Я снова начал читать. Да, Лещенко читал мой дневник, и очень внимательно. В протоколе были горы и других обвинений, и все они были взяты из моих дневниковых записей. Но прежде чем занести их в протокол, Лещенко проделывал над ними трансформацию, очень простую. Если я критиковал в дневнике какую-нибудь лакировочную книгу, следователь писал о моей злостной агитации против всей советской литературы, о похвалах зарубежной. Если я писал, что хожу в Публичку читать, по особому разрешению, произведения, написанные Куприным в эмиграции (я пытался тогда написать роман о юнкерах, и меня интересовали его «Юнкера»), то Лещенко изобразил это в протоколе так, будто я читаю эмигрантские газеты и всюду распространяю напечатанную в них антисоветскую клевету. Если я в двух словах упоминал о вечеринке с небольшой выпивкой и танцами, то Лещенко писал, что я погряз в пьянстве и разврате. Много таких моих «преступлений» нагородил он на восьми листах протокола. Но особенно меня возмутила одна его ложь. В дневнике было написано, как тяжело переживал я известие об убийстве С. М. Кирова. Ленинградские писатели не раз встречались с Сергеем Мироновичем, и я был очарован этим необыкновенным человеком, его умом, сердечностью, остроумием. А Лещенко написал противоположное, что я радовался злорадно смерти Кирова, обливал его грязью, выдумывал позорящие его небылицы.

Я дочитал последние строки протокола и сидел молча, опустив голову. Верхняя фрамуга в окне была открыта, и в кабинет долетали с улицы неслышные в камере звуки жизни, шум трамваев и машин, даже приглушенные людские голоса. Очень ясно долетел ликующий детский смех, затем звонкий молодой голос женщины. А в кабинете была мертвая тишина. И вдруг я услышал голос следователя, какой-то вкрадчивый, подползающий:

– Все думаешь? А чего тут думать, не в шахматы играем… Тогда слушай меня. Внимательно слушай!

Я не ручаюсь за буквальность его слов, но смысл их был таков: «Знаю, ты любишь Сталина и веришь ему во всем. Ради Сталина и подпиши протокол. Поверь, это поможет ему в его борьбе с врагами советской власти и врагами партии. Говорить подробнее, посвящать тебя в детали я не имею права, но, если хочешь помочь нашему вождю, подпиши этот протокол».

Недомолвки в его словах, их загадочная таинственность, затронули мою романтическую душу. Мне почудилась в них какая-то высокая государственная тайна. Но в то же время чувствовал я в его словах и фальшь. Фразисто, неискренне говорил он. Я поднял голову и не произнес ни слова. Вероятно, во взгляде моем он прочитал: не подпишу. Это взбесило Лещенко.

– Не темни! Колись, зараза! – раздраженно крикнул он.

Отвратительны были эти блатные словечки, душно стало от них. Я собрал листы протокола и молча протянул ему через стол. Лещенко взвился, схватил стул и замахнулся на меня. Я ждал, что он разобьет мне голову. Но стул полетел с грохотом на пол, а Лещенко заорал бешено:

– Да убирайся же ты, черт!

Я выбежал из кабинета. «Тягач», ждавший меня в коридоре, ухмыльнулся.

_ _ _ _ _ _ _

Перепечатайте без изменений часть фрагмента о допросе у следователя, начиная со слов «Отвратительны были эти» и далее вплоть до слов «же ты, черт!». Записи не имеют никакого отношения к приведенному фрагменту.

_ _ _ _ _ _ _

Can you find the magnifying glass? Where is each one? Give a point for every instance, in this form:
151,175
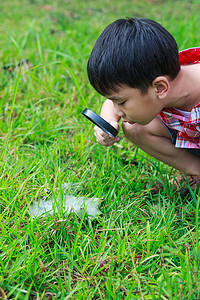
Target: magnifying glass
100,122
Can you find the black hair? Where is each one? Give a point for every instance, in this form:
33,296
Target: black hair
132,52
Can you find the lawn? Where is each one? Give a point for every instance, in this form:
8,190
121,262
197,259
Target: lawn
140,245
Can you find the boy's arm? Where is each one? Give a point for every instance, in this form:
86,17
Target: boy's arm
107,112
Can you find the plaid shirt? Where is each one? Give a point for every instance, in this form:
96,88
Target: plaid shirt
188,128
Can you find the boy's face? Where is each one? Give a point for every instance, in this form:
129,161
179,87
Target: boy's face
134,107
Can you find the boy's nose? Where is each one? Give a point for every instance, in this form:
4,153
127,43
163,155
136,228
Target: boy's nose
117,110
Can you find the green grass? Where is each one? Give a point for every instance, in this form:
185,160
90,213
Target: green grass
142,246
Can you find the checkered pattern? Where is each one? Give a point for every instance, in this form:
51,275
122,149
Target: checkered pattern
188,127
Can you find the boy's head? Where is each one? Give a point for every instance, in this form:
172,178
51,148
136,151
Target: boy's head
132,52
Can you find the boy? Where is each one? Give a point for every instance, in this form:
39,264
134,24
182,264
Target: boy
154,89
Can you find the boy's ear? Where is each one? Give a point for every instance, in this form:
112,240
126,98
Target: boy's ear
162,86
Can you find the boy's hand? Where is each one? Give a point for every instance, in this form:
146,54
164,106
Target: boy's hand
105,139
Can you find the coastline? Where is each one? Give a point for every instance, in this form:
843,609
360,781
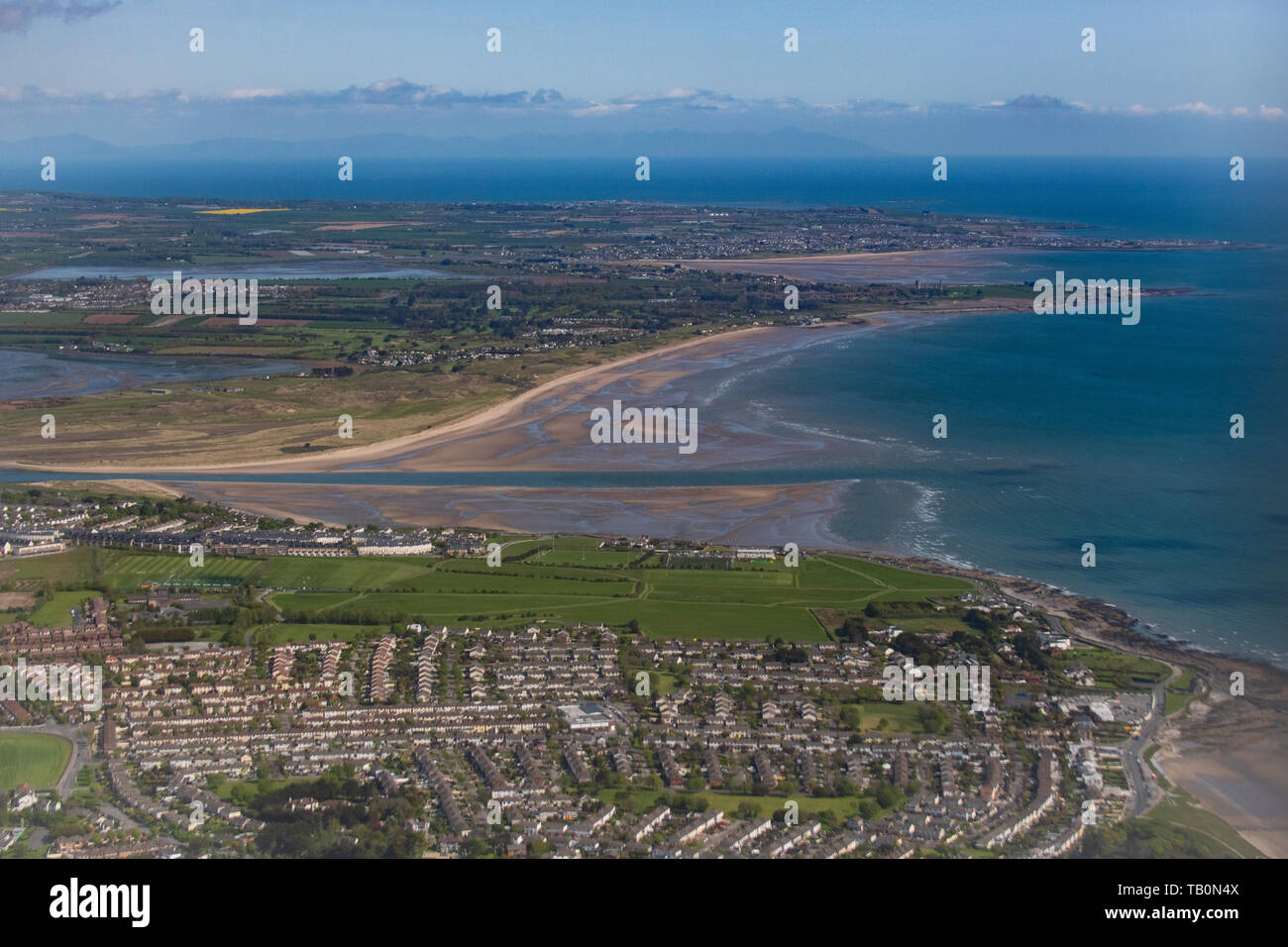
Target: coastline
497,438
1215,749
1212,744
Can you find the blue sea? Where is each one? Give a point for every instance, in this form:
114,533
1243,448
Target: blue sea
1061,429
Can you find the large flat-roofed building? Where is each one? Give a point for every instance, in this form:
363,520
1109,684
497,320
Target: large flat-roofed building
588,716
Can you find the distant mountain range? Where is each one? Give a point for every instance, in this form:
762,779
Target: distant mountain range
787,142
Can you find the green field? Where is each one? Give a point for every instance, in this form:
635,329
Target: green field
1115,671
56,609
552,583
37,759
690,603
128,571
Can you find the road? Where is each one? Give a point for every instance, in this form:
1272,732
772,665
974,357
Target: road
1145,791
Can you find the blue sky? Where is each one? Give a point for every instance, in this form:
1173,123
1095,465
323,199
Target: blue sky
123,71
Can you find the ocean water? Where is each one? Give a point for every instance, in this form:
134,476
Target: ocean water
1061,429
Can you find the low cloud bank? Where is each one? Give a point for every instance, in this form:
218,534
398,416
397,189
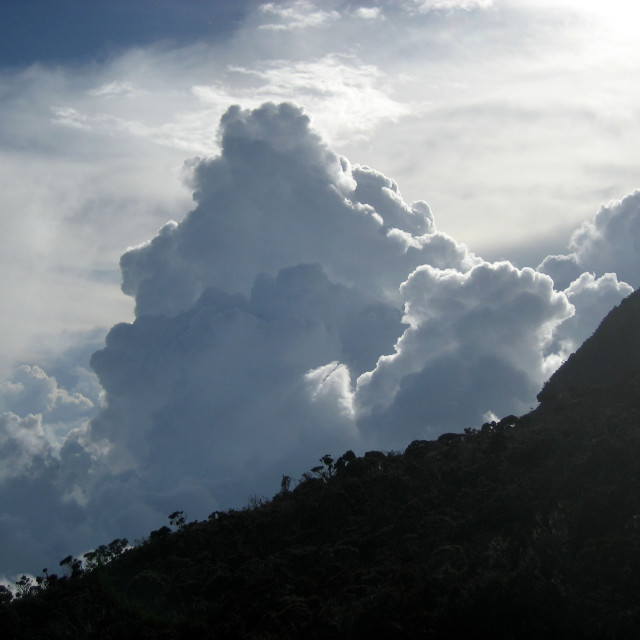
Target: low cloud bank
301,308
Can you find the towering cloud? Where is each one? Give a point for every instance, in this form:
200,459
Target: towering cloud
301,308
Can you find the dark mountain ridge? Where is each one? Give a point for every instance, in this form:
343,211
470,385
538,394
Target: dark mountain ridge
524,528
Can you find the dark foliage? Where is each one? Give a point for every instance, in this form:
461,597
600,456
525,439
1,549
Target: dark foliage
524,528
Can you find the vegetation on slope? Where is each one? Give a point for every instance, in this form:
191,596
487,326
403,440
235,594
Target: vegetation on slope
526,528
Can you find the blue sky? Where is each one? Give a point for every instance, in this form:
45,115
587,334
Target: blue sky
74,31
238,236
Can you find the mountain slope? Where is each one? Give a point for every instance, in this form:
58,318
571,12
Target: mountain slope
526,528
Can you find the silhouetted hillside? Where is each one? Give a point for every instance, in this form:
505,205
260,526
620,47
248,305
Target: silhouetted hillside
525,528
610,358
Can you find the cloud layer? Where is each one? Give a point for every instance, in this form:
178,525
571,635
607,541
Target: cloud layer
301,308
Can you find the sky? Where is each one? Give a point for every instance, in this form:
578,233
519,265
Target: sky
239,236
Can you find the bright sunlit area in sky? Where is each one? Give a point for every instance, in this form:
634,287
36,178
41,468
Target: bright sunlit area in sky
237,236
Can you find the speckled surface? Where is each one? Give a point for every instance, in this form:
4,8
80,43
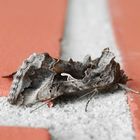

_ _ _ _ _ _ _

** РЕЗУЛЬТАТ ВЫПОЛНЕНИЯ **
Отвратительны были эти блатные словечки, душно стало от них. Я собрал листы протокола и молча протянул ему через стол. Лещенко взвился, схватил стул и замахнулся на меня. Я ждал, что он разобьет мне голову. Но стул полетел с грохотом на пол, а Лещенко заорал бешено:

– Да убирайся же ты, черт!